● Material for this exercise

--- Begin ---

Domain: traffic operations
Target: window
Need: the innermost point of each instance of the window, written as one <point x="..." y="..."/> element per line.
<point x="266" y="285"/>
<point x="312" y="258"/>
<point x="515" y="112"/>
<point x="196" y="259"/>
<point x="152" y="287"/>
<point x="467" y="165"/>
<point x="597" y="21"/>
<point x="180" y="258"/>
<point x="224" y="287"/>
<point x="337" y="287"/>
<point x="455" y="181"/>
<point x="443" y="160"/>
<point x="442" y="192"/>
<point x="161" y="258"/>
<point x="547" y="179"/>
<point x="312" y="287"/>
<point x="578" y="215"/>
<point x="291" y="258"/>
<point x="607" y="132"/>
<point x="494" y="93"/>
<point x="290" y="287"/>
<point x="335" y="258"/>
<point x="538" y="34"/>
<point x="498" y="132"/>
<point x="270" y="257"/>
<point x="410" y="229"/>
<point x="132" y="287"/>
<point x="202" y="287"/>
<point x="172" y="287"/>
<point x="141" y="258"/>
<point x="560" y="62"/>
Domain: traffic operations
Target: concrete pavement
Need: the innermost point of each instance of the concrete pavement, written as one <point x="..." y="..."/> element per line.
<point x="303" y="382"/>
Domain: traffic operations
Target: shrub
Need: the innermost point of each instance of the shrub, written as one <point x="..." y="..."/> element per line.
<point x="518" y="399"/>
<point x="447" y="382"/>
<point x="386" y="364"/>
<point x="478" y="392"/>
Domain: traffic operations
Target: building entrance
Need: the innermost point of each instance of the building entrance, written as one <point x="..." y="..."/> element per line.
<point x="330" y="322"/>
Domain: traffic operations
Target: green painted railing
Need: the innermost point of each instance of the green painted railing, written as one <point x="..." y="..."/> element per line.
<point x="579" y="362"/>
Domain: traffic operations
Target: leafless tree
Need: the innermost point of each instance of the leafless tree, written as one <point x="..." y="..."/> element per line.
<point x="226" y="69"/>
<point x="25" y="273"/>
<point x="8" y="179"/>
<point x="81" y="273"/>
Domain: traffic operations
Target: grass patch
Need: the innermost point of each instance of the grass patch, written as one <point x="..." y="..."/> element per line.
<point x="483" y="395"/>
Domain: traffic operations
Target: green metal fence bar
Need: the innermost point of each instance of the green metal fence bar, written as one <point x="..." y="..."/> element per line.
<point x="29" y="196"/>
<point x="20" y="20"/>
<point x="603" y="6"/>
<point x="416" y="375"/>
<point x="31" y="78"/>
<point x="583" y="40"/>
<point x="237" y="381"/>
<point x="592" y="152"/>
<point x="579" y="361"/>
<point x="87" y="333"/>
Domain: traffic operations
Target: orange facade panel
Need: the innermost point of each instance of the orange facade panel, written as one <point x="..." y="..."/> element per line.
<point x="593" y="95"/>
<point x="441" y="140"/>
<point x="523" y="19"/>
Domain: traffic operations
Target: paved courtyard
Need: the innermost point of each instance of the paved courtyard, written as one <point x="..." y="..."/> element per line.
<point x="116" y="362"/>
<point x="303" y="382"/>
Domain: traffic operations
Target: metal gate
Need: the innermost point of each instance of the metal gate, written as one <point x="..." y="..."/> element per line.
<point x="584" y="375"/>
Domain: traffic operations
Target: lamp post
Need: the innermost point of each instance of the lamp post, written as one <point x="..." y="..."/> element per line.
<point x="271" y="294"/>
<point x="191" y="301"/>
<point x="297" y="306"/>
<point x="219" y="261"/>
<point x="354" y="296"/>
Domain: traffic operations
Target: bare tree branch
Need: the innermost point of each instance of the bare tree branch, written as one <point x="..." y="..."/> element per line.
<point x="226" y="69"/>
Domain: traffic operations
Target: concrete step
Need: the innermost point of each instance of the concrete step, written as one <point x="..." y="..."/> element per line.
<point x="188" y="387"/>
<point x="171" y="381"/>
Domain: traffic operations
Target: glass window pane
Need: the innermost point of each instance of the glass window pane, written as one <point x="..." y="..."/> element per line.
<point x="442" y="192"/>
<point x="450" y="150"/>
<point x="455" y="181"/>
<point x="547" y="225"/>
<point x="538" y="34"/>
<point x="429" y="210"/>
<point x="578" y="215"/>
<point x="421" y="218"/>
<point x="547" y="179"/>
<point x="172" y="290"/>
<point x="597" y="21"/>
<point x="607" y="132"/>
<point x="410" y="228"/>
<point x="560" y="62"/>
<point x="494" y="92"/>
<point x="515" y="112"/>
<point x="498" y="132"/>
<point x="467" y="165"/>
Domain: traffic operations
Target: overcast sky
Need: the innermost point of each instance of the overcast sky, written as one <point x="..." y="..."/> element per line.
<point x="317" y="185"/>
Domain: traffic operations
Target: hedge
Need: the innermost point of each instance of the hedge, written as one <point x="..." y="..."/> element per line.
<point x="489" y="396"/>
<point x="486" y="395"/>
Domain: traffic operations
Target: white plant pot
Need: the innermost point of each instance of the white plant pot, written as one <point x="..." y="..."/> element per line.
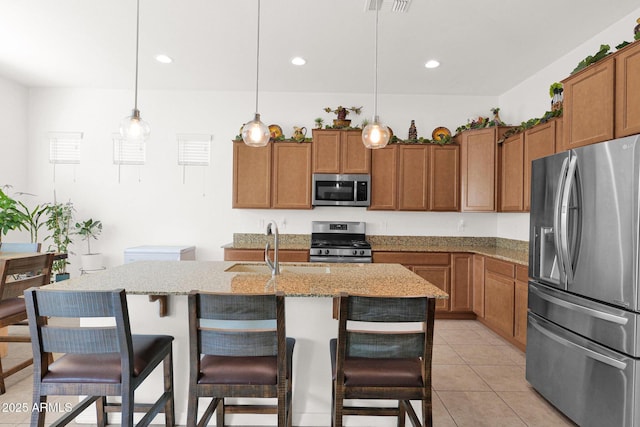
<point x="90" y="262"/>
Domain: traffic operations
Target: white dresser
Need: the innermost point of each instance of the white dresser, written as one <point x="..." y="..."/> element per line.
<point x="159" y="253"/>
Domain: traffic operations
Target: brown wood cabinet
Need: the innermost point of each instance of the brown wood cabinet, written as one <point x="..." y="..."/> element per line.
<point x="284" y="255"/>
<point x="521" y="305"/>
<point x="340" y="151"/>
<point x="444" y="178"/>
<point x="478" y="285"/>
<point x="275" y="176"/>
<point x="516" y="154"/>
<point x="539" y="141"/>
<point x="588" y="105"/>
<point x="478" y="169"/>
<point x="415" y="177"/>
<point x="384" y="178"/>
<point x="461" y="298"/>
<point x="413" y="181"/>
<point x="291" y="185"/>
<point x="499" y="295"/>
<point x="627" y="115"/>
<point x="512" y="174"/>
<point x="251" y="176"/>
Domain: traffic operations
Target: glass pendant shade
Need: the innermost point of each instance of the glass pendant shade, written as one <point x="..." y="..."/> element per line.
<point x="133" y="128"/>
<point x="375" y="135"/>
<point x="255" y="133"/>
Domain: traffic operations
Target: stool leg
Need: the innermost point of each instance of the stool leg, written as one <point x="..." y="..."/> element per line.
<point x="169" y="410"/>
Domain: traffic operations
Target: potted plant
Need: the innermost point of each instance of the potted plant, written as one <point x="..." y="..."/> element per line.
<point x="11" y="217"/>
<point x="341" y="113"/>
<point x="90" y="229"/>
<point x="59" y="220"/>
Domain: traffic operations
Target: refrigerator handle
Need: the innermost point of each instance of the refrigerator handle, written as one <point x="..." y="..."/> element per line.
<point x="564" y="219"/>
<point x="618" y="364"/>
<point x="556" y="218"/>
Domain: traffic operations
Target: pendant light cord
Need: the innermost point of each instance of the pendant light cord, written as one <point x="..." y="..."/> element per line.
<point x="375" y="69"/>
<point x="135" y="102"/>
<point x="257" y="56"/>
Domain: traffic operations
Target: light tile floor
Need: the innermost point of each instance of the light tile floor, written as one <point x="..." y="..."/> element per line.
<point x="478" y="380"/>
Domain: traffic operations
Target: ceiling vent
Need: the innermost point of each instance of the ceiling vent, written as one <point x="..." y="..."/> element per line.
<point x="394" y="5"/>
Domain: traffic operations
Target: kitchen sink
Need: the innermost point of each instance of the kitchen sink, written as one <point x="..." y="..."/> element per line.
<point x="264" y="269"/>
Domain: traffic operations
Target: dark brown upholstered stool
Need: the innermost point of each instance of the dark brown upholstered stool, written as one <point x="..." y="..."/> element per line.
<point x="96" y="361"/>
<point x="227" y="361"/>
<point x="372" y="362"/>
<point x="16" y="275"/>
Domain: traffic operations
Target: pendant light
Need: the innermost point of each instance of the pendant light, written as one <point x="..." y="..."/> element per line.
<point x="132" y="127"/>
<point x="255" y="133"/>
<point x="375" y="134"/>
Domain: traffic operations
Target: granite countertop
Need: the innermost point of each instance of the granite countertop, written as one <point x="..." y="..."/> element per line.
<point x="296" y="279"/>
<point x="516" y="251"/>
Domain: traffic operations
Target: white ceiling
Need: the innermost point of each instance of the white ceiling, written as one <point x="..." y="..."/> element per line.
<point x="485" y="47"/>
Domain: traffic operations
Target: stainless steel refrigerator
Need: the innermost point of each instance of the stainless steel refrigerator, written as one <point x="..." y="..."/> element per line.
<point x="583" y="334"/>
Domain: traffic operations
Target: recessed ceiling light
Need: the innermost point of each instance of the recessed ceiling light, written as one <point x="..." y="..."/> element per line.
<point x="298" y="60"/>
<point x="432" y="63"/>
<point x="164" y="58"/>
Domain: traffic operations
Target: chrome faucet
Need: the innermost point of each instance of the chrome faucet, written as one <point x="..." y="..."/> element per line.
<point x="272" y="228"/>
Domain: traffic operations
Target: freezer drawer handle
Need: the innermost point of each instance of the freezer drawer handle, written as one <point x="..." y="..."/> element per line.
<point x="575" y="307"/>
<point x="587" y="352"/>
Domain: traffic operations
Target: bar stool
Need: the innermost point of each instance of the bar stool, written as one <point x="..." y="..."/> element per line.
<point x="16" y="275"/>
<point x="253" y="360"/>
<point x="370" y="361"/>
<point x="96" y="361"/>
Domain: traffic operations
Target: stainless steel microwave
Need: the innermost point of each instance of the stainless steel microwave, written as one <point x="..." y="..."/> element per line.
<point x="341" y="189"/>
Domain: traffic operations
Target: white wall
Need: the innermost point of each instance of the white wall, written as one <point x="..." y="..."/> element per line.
<point x="531" y="99"/>
<point x="14" y="150"/>
<point x="152" y="205"/>
<point x="13" y="134"/>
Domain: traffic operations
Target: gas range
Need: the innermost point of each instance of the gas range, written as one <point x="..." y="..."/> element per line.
<point x="343" y="241"/>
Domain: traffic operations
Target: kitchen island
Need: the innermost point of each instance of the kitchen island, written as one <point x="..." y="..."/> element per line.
<point x="309" y="287"/>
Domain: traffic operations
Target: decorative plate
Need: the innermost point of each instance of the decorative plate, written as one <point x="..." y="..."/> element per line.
<point x="275" y="131"/>
<point x="440" y="133"/>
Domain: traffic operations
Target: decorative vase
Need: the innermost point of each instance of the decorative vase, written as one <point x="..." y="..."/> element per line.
<point x="341" y="123"/>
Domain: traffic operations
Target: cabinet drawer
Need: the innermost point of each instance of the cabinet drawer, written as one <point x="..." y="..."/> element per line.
<point x="417" y="258"/>
<point x="522" y="273"/>
<point x="497" y="266"/>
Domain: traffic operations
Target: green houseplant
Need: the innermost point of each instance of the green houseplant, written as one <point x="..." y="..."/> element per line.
<point x="59" y="220"/>
<point x="90" y="229"/>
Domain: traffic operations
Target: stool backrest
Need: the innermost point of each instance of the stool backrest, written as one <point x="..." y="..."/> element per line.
<point x="24" y="272"/>
<point x="408" y="341"/>
<point x="112" y="336"/>
<point x="237" y="324"/>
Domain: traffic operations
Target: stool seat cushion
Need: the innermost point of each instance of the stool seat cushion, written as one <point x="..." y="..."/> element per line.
<point x="374" y="372"/>
<point x="261" y="370"/>
<point x="12" y="306"/>
<point x="105" y="368"/>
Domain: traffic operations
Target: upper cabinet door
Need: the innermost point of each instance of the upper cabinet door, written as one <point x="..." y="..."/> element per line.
<point x="340" y="151"/>
<point x="413" y="183"/>
<point x="326" y="151"/>
<point x="588" y="105"/>
<point x="291" y="175"/>
<point x="444" y="182"/>
<point x="478" y="170"/>
<point x="251" y="176"/>
<point x="384" y="178"/>
<point x="356" y="158"/>
<point x="628" y="91"/>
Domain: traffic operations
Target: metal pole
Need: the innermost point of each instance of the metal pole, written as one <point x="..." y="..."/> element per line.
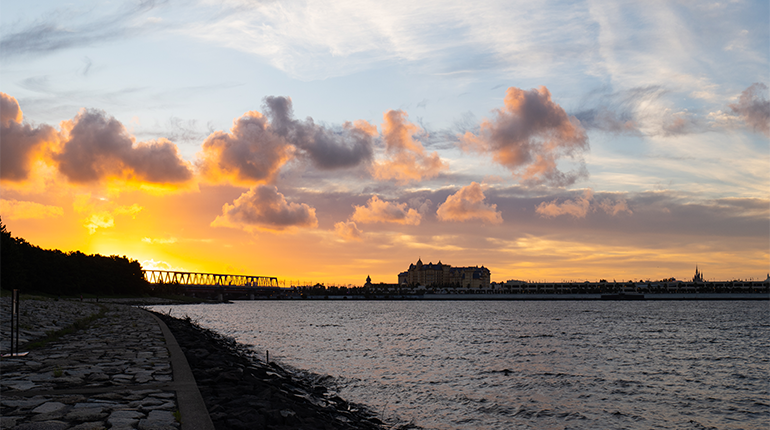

--- End ---

● Task instructions
Pull out every line above that contains the word "door", copying each one in full.

● Correct result
Target: upper cabinet door
Need: the innermost point of each instance of the upper cabinet door, written as one <point x="..." y="..."/> element per line.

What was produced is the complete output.